WORK TASK: Repeat the lines of the listing from its start through the line containing "positive clicks: (344, 463)", including that line. Leave the pictures out of your answer.

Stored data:
- - -

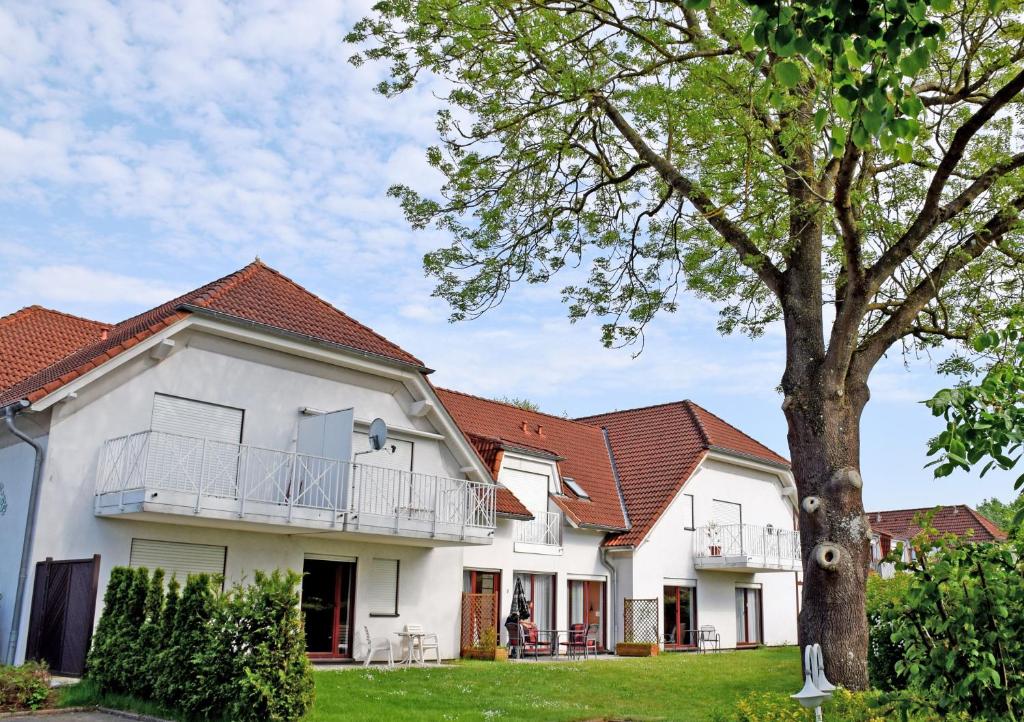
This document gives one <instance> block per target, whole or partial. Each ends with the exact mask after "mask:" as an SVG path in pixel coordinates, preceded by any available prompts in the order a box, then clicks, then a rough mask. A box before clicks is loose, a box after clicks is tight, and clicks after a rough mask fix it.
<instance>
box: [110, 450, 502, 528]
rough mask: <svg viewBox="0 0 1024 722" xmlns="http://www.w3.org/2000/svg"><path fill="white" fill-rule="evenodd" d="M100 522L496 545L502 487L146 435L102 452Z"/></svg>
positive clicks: (344, 463)
mask: <svg viewBox="0 0 1024 722" xmlns="http://www.w3.org/2000/svg"><path fill="white" fill-rule="evenodd" d="M95 513H96V515H97V516H112V517H127V518H140V519H150V520H155V521H170V522H176V523H191V524H199V525H206V526H241V527H245V528H249V529H251V530H261V532H275V533H281V534H295V533H296V530H297V529H303V530H308V532H317V533H323V534H325V535H326V536H328V537H330V536H332V535H333V536H336V537H338V538H352V536H353V535H358V536H362V535H378V536H385V537H391V538H395V537H397V538H404V539H408V540H411V541H414V543H417V542H415V540H427V541H426V542H425V543H426V544H427V545H434V544H444V543H455V544H489V543H490V542H492V538H493V537H494V530H495V485H494V484H492V483H489V482H487V483H484V482H478V481H470V480H467V479H455V478H449V477H445V476H434V475H431V474H421V473H416V472H410V471H401V470H396V469H385V468H381V467H375V466H369V465H367V464H357V463H351V462H347V461H340V460H338V459H327V458H322V457H313V456H307V455H303V454H296V453H294V452H285V451H280V450H274V449H263V448H260V447H254V445H251V444H246V443H225V442H223V441H215V440H212V439H204V438H195V437H191V436H182V435H178V434H172V433H164V432H160V431H140V432H138V433H133V434H130V435H128V436H121V437H118V438H112V439H110V440H108V441H105V442H104V443H103V448H102V451H101V453H100V459H99V467H98V471H97V475H96V497H95ZM419 543H421V544H423V543H424V542H422V541H421V542H419Z"/></svg>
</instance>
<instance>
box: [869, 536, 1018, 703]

- - -

WRITTEN REPLY:
This document gives one <instance> block per target, whole or partial. Each ends with the exact mask after "mask:" as an SVG path in pixel coordinates, preceded by any available prompts in the order a box, then clicks, then a rough mask. A box before clicks is loose, a box after clicks is tight, and clicks after a rough mask fix it.
<instance>
box: [110, 450, 502, 528]
rough mask: <svg viewBox="0 0 1024 722" xmlns="http://www.w3.org/2000/svg"><path fill="white" fill-rule="evenodd" d="M100 522L496 545L502 487L146 435L102 452Z"/></svg>
positive clicks: (344, 463)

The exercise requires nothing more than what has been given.